== Object position labeling entries ==
____________

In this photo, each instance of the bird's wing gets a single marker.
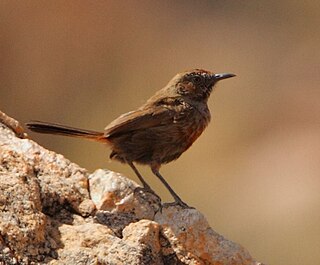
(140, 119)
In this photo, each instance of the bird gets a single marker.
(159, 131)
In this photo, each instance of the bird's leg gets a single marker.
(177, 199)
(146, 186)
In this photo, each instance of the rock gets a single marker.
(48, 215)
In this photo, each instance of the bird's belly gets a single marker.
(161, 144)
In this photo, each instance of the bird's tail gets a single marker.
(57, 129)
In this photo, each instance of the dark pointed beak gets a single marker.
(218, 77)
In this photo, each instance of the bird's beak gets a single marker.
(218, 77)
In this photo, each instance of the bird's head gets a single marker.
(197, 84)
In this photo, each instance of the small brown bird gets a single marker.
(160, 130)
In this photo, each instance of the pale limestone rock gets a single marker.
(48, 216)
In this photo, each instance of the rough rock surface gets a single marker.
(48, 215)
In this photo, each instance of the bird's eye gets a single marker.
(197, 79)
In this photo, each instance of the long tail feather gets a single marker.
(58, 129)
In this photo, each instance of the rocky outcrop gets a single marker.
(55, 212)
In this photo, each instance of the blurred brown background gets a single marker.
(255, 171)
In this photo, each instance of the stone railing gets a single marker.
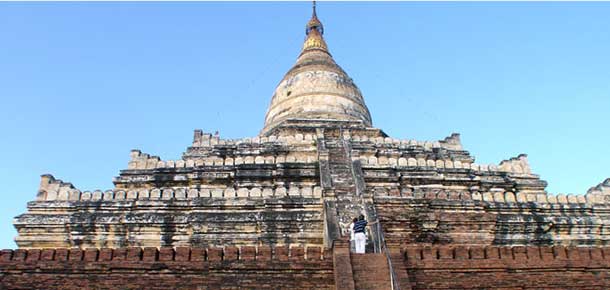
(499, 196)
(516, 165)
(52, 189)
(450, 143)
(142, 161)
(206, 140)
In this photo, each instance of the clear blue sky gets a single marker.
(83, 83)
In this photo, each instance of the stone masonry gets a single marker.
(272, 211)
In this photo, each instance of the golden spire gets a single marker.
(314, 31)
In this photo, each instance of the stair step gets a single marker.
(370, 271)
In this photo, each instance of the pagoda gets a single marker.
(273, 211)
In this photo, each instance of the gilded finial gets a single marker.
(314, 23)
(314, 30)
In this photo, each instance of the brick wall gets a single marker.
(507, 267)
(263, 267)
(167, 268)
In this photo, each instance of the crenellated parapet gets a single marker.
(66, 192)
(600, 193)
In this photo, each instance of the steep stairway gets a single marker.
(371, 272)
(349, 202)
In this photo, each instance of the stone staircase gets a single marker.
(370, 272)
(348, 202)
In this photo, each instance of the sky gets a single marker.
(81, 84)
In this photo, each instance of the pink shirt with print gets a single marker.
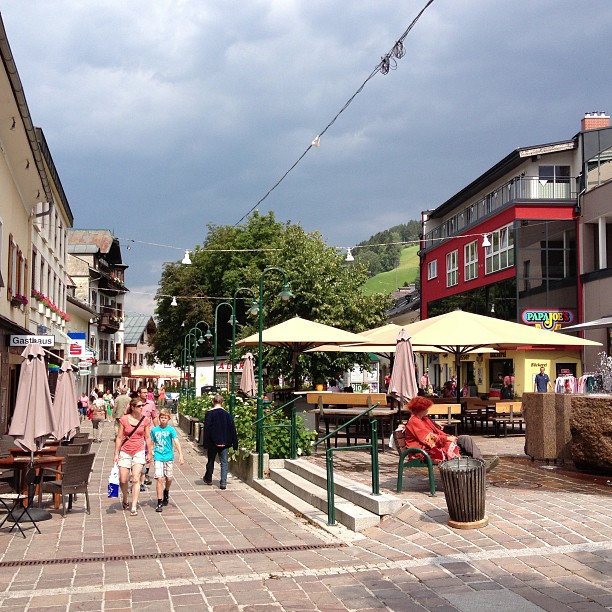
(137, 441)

____________

== Task details ==
Copy out all of the material above with every "gets a single marker" changed to "receives one marker" and nothing else altered. Leave the pictures out.

== Result for this task ==
In this photo, each instance of the bird's wing receives one marker.
(140, 119)
In this photo, each instance of the bird receives one marker.
(159, 131)
In this photo, each instance of the bird's leg receives one marker.
(177, 199)
(146, 186)
In this photo, each instance of the rock receives one marker.
(48, 215)
In this photo, each instance of the bird's belly receives one marker.
(161, 144)
In this photo, each instance of the bird's tail receives one marker.
(57, 129)
In this photo, each instance of the dark pointed beak receives one marker.
(218, 77)
In this photo, each instance of the bird's beak receives one marker.
(218, 77)
In this photo, each instance of the bird's head receives one marker.
(197, 84)
In this photo, each instance of the small brown bird receives one marker.
(160, 130)
In this photo, each instance of the pale limestone rock receives one marker.
(48, 216)
In this photo, each instance of the rough rock surface receives one marker.
(48, 215)
In this photo, each instance of the bird's eye receives one marker.
(197, 79)
In this photo, each instance of the long tail feather receives one marker.
(58, 129)
In this photo, each instance of the rocky outcrop receives one marker.
(55, 212)
In this photo, each instance of the blurred brown background receives one marker.
(255, 171)
In this photo, each instance of the stone railing receives one marker.
(499, 196)
(516, 165)
(52, 189)
(450, 143)
(142, 161)
(206, 140)
In this photo, each instance of the clear blue sky receives one marker.
(83, 83)
In this photo, each instance of the stone masonry receives one marker.
(272, 211)
In this photo, each instance of the golden spire receives one marker.
(314, 31)
In this photo, each instance of the stair step receives one marker.
(370, 271)
In this photo, each instance of the pagoda receives one marker.
(273, 211)
In this photo, each instance of the gilded finial receives one marker.
(314, 23)
(314, 30)
In this photo, each instance of the brick wall receives one marker.
(507, 267)
(263, 267)
(167, 268)
In this photo, each instance of the crenellated parapet receives one marker.
(66, 192)
(600, 193)
In this photo, each instance of the steep stairway receives one marker.
(371, 272)
(349, 202)
In this photo, each instance of the stone staircase receives one marker.
(370, 272)
(348, 202)
In this photo, each instance of the sky receives one marker.
(81, 84)
In this photo, each instance of the pink shirt with print receives one marker.
(137, 441)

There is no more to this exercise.